## GIVEN TASK:
Reproduce the listing below line for line, keeping every character and space unchanged.

## SUPPLIED DATA:
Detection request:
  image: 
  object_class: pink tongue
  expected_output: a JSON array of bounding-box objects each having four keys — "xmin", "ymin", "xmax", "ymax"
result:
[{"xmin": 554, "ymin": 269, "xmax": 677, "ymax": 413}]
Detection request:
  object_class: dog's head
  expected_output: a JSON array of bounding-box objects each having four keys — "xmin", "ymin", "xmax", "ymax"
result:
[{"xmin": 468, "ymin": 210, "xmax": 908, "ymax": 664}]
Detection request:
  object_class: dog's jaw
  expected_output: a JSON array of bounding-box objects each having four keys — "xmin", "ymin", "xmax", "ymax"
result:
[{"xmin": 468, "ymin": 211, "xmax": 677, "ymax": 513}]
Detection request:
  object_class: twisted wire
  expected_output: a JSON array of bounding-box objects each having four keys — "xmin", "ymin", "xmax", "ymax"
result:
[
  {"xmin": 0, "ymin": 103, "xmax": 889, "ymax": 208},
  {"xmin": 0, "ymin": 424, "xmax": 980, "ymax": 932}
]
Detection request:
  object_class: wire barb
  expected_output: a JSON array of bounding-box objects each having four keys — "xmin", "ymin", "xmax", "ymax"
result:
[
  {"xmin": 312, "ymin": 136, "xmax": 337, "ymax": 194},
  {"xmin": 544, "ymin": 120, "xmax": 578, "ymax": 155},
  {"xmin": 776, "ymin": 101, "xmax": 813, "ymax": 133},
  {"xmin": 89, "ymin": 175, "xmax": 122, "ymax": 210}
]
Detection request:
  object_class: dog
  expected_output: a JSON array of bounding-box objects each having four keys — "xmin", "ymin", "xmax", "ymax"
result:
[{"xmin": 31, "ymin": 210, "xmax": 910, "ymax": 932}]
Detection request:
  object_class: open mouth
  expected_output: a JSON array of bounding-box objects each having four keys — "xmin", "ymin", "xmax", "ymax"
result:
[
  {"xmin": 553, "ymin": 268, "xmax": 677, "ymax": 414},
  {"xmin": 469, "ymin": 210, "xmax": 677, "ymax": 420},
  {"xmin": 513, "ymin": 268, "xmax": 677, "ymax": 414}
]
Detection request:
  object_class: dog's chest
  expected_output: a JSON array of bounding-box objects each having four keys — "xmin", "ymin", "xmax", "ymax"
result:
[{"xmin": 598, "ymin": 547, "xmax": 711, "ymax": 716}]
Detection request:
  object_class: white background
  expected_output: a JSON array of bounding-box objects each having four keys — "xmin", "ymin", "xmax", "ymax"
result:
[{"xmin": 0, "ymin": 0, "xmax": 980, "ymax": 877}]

## REPLY:
Detection request:
  image: 
  object_class: pink tongue
  expected_output: a JSON array of bounding-box objects each having four keys — "xmin", "ymin", "xmax", "ymax"
result:
[{"xmin": 554, "ymin": 269, "xmax": 677, "ymax": 413}]
Detection request:
  object_class: dog's head
  expected_output: a JSON array of bounding-box objects each having four keys — "xmin", "ymin", "xmax", "ymax"
result:
[{"xmin": 468, "ymin": 210, "xmax": 908, "ymax": 664}]
Detection request:
  object_class: dog's jaw
  expected_output: a JSON array of bounding-box objects each having four keys — "xmin", "ymin", "xmax", "ymax"
result:
[{"xmin": 468, "ymin": 211, "xmax": 677, "ymax": 513}]
Detection request:
  object_class: twisted wire
  expected_output: a JSON array of bounding-box objects each having four keys — "xmin", "ymin", "xmax", "ymax"
result:
[
  {"xmin": 0, "ymin": 103, "xmax": 889, "ymax": 208},
  {"xmin": 0, "ymin": 424, "xmax": 980, "ymax": 932}
]
Detection request:
  object_class: wire barb
  expected_output: a JSON array of bounding-box objects each having four keys — "xmin", "ymin", "xmax", "ymax"
result:
[
  {"xmin": 312, "ymin": 136, "xmax": 337, "ymax": 194},
  {"xmin": 544, "ymin": 120, "xmax": 578, "ymax": 155},
  {"xmin": 776, "ymin": 101, "xmax": 813, "ymax": 133},
  {"xmin": 89, "ymin": 175, "xmax": 122, "ymax": 210}
]
Detection request:
  object_class: dog
  expected_output: a JSON array of bounding-box objects each having four keys — "xmin", "ymin", "xmax", "ymax"
result:
[{"xmin": 31, "ymin": 210, "xmax": 910, "ymax": 932}]
Detection request:
  object_class: open mouth
  expected_output: a JSON array of bounding-box objects each having four keys — "xmin", "ymin", "xmax", "ymax"
result:
[
  {"xmin": 553, "ymin": 268, "xmax": 677, "ymax": 414},
  {"xmin": 469, "ymin": 210, "xmax": 677, "ymax": 420},
  {"xmin": 513, "ymin": 268, "xmax": 677, "ymax": 414}
]
Detection request:
  object_class: dog's chest
  expected_output: a JSON array of bounding-box objects each having four keys — "xmin", "ymin", "xmax", "ymax"
result:
[{"xmin": 598, "ymin": 547, "xmax": 711, "ymax": 716}]
Detection request:
  object_class: white background
  expected_output: a JSON array of bounding-box objects each having four keys — "xmin", "ymin", "xmax", "ymax"
result:
[{"xmin": 0, "ymin": 0, "xmax": 980, "ymax": 877}]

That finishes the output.